> Passage fourni:
Il est 2 heures du matin, je me réveille avec un fort sentiment que quelque chose de grave s’est passé cette nuit. Je regarde la lune qui déclinait vers le couchant. Elle était rousse avec un grand halôt couleur d’or. Le matin en apprenant le décès de Said Hassane Said Hchim, je me rappelais alors d’une histoire que m’avait racontée un ami dans laquelle la lune rousse avait été le signal de la mort du prince Saidina, frère du Sultan Said Ali, à un des neveux qui se trouvait loin de Moroni.


La vie de Son excellence feu Said Hassane Said Hachim, vient démentir comme une exception qui confirme la règle, l’adage de chez nous qui dit : « Mri Mwema ka uhomo Msiruni ». Said Hassane Said Hachim fut un bon arbre et il a vécu plus de 90 ans. Je le compare volontiers au cocotier même s’il avait quelque chose du Baobab par sa résistance aux vents mauvais de la corruption.

Cocotier Said Hassane l’était, car tous ceux qui l’ont approché ont bénéficié de sa générosité en paroles et en acte. Le hasard faisant que je porte à une, syllabe près, le nom de son cheikh préféré Cheikh Aboubakr Bin Salim, fahari L’udjud ajoutait, il m’affectionnait et me considérait comme un de ses fils à cause de cela, mais aussi à cause de son amitié avec mon père et mon beau père le père de ma femme.

> Données fournies:

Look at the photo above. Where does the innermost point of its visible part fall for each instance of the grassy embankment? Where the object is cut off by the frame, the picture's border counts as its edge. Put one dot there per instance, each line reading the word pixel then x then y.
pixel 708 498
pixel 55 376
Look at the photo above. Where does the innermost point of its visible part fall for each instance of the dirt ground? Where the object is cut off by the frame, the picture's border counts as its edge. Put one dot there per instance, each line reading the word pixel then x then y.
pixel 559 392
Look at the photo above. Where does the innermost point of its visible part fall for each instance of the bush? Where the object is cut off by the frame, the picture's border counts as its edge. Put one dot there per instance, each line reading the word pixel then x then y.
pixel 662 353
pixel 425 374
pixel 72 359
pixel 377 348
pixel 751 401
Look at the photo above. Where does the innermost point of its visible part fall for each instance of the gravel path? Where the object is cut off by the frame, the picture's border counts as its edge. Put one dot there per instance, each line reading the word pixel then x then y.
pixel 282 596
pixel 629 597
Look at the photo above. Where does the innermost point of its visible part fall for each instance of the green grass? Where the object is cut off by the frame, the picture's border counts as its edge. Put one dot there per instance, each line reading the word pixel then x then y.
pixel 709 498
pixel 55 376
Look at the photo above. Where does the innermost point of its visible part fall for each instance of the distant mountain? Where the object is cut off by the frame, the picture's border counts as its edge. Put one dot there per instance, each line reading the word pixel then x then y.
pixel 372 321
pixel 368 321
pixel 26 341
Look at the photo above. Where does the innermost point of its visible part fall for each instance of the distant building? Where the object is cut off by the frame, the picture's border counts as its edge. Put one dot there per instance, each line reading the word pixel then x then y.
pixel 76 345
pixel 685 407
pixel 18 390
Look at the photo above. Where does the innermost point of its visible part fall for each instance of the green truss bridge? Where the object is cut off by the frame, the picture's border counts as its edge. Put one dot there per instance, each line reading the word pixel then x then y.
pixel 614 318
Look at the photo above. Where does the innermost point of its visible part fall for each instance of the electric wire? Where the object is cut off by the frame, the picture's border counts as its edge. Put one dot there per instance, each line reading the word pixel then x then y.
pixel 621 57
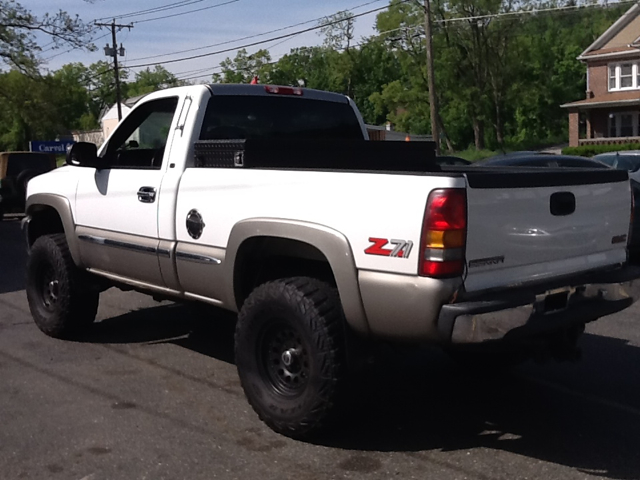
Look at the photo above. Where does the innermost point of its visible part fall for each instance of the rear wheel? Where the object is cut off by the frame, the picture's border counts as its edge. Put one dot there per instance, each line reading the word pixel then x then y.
pixel 289 354
pixel 61 299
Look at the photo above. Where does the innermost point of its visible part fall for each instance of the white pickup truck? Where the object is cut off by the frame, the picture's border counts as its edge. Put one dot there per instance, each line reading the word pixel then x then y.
pixel 269 201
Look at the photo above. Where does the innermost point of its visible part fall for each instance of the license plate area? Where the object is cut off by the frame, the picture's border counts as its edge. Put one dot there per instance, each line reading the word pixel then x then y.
pixel 554 301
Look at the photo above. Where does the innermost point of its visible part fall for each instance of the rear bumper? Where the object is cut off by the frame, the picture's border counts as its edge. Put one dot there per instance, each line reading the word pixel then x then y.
pixel 520 313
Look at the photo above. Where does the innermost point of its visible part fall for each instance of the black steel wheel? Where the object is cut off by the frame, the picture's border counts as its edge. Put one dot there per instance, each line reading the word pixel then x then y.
pixel 289 351
pixel 61 299
pixel 285 359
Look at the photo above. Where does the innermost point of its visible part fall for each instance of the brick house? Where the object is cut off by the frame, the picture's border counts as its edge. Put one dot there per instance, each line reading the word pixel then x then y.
pixel 610 113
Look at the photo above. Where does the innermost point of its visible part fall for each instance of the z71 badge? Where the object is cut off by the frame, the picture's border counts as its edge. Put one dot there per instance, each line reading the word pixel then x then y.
pixel 401 248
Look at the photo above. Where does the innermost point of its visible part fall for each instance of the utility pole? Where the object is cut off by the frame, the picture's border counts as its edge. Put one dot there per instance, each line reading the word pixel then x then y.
pixel 113 51
pixel 433 99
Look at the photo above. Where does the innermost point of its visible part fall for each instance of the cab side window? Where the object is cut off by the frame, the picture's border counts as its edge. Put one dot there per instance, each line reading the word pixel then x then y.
pixel 140 140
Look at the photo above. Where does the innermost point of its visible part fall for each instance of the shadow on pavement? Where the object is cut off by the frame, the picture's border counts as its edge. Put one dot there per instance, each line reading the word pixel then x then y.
pixel 13 255
pixel 581 415
pixel 203 329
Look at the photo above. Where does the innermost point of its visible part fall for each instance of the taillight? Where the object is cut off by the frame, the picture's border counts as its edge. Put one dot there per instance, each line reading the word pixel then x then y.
pixel 444 233
pixel 632 215
pixel 283 90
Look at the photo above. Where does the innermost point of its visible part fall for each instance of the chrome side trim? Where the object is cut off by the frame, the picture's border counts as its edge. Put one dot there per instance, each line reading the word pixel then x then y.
pixel 137 284
pixel 200 298
pixel 118 244
pixel 192 257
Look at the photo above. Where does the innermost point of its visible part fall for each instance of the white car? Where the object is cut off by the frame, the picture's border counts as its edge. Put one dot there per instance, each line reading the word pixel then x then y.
pixel 269 201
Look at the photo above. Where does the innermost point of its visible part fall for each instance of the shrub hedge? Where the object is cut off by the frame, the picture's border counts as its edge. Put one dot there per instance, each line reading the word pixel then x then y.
pixel 591 150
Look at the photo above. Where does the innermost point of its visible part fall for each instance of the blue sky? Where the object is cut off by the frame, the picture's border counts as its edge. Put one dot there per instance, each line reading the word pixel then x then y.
pixel 225 23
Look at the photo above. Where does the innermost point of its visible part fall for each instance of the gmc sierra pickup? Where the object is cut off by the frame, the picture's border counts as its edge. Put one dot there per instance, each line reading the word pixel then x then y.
pixel 269 201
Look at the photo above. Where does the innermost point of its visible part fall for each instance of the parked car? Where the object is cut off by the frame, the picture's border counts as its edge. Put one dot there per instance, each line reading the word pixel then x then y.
pixel 16 169
pixel 450 160
pixel 626 160
pixel 623 161
pixel 271 202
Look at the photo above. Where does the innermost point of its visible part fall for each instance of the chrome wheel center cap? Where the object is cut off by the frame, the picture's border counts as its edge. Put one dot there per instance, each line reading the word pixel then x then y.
pixel 288 356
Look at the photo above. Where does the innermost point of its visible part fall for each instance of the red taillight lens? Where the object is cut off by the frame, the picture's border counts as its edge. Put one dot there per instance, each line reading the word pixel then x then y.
pixel 632 215
pixel 444 234
pixel 283 90
pixel 447 210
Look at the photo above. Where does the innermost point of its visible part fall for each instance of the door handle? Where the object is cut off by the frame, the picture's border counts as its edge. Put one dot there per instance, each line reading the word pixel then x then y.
pixel 147 194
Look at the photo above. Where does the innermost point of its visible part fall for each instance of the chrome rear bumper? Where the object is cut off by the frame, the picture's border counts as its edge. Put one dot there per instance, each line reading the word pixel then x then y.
pixel 520 313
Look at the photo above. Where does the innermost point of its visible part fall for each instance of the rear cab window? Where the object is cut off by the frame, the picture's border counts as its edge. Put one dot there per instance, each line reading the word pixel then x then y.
pixel 278 117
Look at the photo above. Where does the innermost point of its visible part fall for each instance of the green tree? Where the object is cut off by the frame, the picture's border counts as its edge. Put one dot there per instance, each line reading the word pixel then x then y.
pixel 18 46
pixel 244 67
pixel 147 81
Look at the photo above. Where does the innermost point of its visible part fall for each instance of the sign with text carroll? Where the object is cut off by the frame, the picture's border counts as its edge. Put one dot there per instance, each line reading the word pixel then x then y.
pixel 51 146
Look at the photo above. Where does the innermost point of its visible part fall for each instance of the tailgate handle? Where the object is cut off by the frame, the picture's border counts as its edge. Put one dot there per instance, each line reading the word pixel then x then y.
pixel 562 203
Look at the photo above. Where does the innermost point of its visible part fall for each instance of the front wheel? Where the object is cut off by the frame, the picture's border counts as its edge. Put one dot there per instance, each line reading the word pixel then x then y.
pixel 61 300
pixel 289 351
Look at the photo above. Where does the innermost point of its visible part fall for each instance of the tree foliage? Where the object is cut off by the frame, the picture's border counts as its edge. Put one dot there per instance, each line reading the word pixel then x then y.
pixel 501 73
pixel 18 47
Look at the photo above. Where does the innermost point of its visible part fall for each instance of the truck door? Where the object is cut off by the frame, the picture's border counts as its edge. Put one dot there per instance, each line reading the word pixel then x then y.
pixel 117 206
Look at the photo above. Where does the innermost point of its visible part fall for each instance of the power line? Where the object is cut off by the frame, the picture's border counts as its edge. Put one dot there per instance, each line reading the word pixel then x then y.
pixel 185 13
pixel 182 3
pixel 273 39
pixel 249 36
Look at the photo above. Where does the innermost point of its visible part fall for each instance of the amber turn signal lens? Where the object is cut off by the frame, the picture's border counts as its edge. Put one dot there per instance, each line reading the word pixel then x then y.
pixel 445 239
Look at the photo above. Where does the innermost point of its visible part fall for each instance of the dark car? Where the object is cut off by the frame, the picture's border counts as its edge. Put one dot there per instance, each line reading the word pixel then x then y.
pixel 16 169
pixel 528 159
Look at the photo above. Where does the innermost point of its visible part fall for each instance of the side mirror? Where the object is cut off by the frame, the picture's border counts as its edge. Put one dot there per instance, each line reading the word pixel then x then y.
pixel 84 154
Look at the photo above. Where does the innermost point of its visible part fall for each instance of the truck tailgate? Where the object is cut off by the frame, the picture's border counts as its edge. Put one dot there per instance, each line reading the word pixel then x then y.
pixel 529 226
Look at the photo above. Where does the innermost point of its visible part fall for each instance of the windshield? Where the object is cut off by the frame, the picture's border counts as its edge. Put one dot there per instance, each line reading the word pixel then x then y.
pixel 260 117
pixel 630 163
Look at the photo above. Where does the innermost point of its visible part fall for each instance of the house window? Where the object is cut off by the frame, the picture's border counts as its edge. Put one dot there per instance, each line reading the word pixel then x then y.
pixel 624 124
pixel 624 76
pixel 613 128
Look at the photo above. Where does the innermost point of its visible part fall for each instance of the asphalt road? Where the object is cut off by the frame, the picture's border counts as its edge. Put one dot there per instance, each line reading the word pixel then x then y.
pixel 152 393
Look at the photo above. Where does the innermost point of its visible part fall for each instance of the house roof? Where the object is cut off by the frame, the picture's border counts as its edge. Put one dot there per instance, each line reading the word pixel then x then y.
pixel 614 41
pixel 616 99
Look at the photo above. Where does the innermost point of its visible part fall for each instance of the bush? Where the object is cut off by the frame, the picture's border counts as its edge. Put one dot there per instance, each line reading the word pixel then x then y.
pixel 591 150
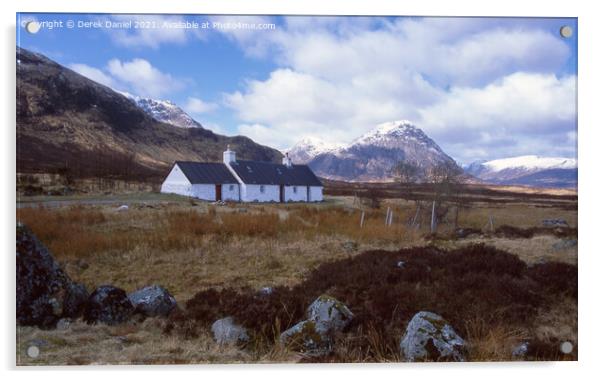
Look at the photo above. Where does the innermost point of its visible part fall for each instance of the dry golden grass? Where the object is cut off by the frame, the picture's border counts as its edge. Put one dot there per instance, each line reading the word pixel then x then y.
pixel 189 246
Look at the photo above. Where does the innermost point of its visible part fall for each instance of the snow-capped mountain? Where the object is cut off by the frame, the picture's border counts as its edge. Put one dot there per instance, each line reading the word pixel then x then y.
pixel 164 111
pixel 372 156
pixel 308 148
pixel 527 170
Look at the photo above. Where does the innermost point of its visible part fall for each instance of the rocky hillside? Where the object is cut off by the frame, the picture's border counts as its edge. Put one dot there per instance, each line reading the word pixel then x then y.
pixel 66 122
pixel 372 156
pixel 530 170
pixel 165 111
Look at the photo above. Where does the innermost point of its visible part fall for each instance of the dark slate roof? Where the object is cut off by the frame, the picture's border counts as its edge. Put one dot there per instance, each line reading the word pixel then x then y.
pixel 206 172
pixel 252 172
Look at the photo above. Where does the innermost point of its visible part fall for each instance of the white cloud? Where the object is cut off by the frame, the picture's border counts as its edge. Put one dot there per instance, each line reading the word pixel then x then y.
pixel 523 113
pixel 196 105
pixel 474 84
pixel 142 78
pixel 93 73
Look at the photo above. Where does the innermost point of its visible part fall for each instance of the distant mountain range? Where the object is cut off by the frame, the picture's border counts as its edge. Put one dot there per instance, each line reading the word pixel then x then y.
pixel 67 122
pixel 530 170
pixel 372 156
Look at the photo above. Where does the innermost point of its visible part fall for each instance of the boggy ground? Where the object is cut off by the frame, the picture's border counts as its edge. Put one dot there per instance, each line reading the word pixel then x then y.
pixel 190 247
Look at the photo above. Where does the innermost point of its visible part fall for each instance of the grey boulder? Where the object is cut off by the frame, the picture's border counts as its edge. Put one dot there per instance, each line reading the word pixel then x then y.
pixel 152 301
pixel 326 316
pixel 520 351
pixel 226 331
pixel 429 337
pixel 45 293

> Travail à faire:
**A.** Répondez brièvement à ces questions sur le passage fourni :
(i) À quelle heure du matin a lieu le réveil décrit au début ?
(ii) Combien d'années Said Hassane Said Hachim a-t-il vécu ?
(iii) À quel arbre l'auteur du passage le compare-t-il volontiers ?
**B.** Extrayez du passage fourni le segment allant de « Il est 2 heures » jusqu'à « loin de Moroni. » inclus.

> Liste des réponses:
**A.**
(i) À 2 heures du matin.
(ii) Plus de 90 ans.
(iii) Au cocotier.

**B.**
Il est 2 heures du matin, je me réveille avec un fort sentiment que quelque chose de grave s’est passé cette nuit. Je regarde la lune qui déclinait vers le couchant. Elle était rousse avec un grand halôt couleur d’or. Le matin en apprenant le décès de Said Hassane Said Hchim, je me rappelais alors d’une histoire que m’avait racontée un ami dans laquelle la lune rousse avait été le signal de la mort du prince Saidina, frère du Sultan Said Ali, à un des neveux qui se trouvait loin de Moroni.